** START Supplied text **
In Philippians 4:4-9, Paul gives 6 principles for dealing with stress. They are presented as imperative verbs, which means they are commands, not suggestions, not good ideas, not helpful hints. They are more akin to military marching orders! The first one is “Rejoice” (v.4). Next is “Let be known” (v.5), then “Be [not] anxious” (v.6), followed by “be made known [requests] (v.6), “let your mind dwell” (v.8), and finally, “practice” (v.9).
We introduced the first of these 6 principles, “Rejoice!” here. Now we want to look at the life of an Old Testament Prophet in order to get a shining example of how to rejoice when our circumstances don’t seem to allow it. If we go to the end of the book of Habakkuk, we see a man who is doing what he is supposed to be doing: rejoicing in the Lord!
“I will exalt [(greatly rejoice)…where? IN THE LORD (Philippians 4:4)] in the Lord: I will take joy in the God of my Salvation. God, the Lord is my strength; He makes my feet like the deer’s; He makes we walk in my high places.” (Habakkuk 3:18-19).
Interesting that in verse 19, he says that God is my strength. He did not say, “God is my anesthetic; my numbing agent”. He didn’t say, “My God is to me like strong liquor, or a good joint, or a good movie, or great music, or anything else that captivates my mind so that I don’t have to think about the harsh realities of life.” He said, “God is my strength!” In other words, God has the strength and the resources to take me through the stuff I have to go through, so that I can know the kind of joy that is truly available to the Christian.
So, how did he get there? In Chapter 1 of Habakkuk, he is a very confused prophet. He is looking at his native Judah, full of violence, sin and corruption. Men are flagrantly disobeying the Law of God and distorting justice. They seem to be getting away with it. As the prophet of God, He is outraged by this! He’s confused. So, in verses 2-4, he cries out to the Lord,
“How long O Lord will I cry for help? Where have you been? What is going on? I don’t understand, You’re a Holy and Righteous God. We are your people, the chosen race, and your nation is full of corruption, violence and sin, and there’s no response from you. You are silent to us! And sin just goes on, unpunished!” (IB paraphrase)”
He is confused, and his circumstances are not good. His emotions at this point are not characterized by joy.
Then God answers with a dizzying description of a military power in verses 6-11, that will sweep through like the wind and pass on. Wait. What? Imagine Habakkuk’s thoughts: “Now for a long time we’ve had injustice unpunished, but now you’re going the bring a military super power to discipline us?? How can that be??” So, he asks another question of God. The second half of v.13 says,
Why do you look with favor on those who deal treacherously? Why are you silent when the wicked swallow up those more righteous than they?”
** END Supplied text **
** START Source material **
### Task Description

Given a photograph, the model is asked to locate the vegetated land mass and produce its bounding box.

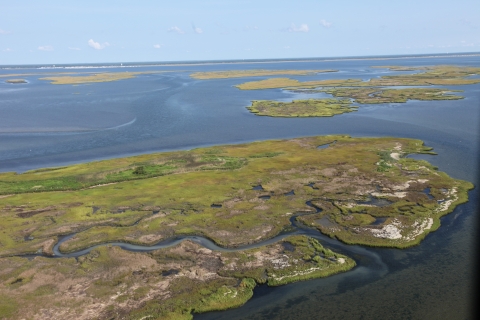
** END Source material **
_What the task asks_.
Please reproduce, word for word, the part of the text on Habakkuk and rejoicing starting with "Interesting that in" and going on through "to the Christian.".

_Exercise result_.
Interesting that in verse 19, he says that God is my strength. He did not say, “God is my anesthetic; my numbing agent”. He didn’t say, “My God is to me like strong liquor, or a good joint, or a good movie, or great music, or anything else that captivates my mind so that I don’t have to think about the harsh realities of life.” He said, “God is my strength!” In other words, God has the strength and the resources to take me through the stuff I have to go through, so that I can know the kind of joy that is truly available to the Christian.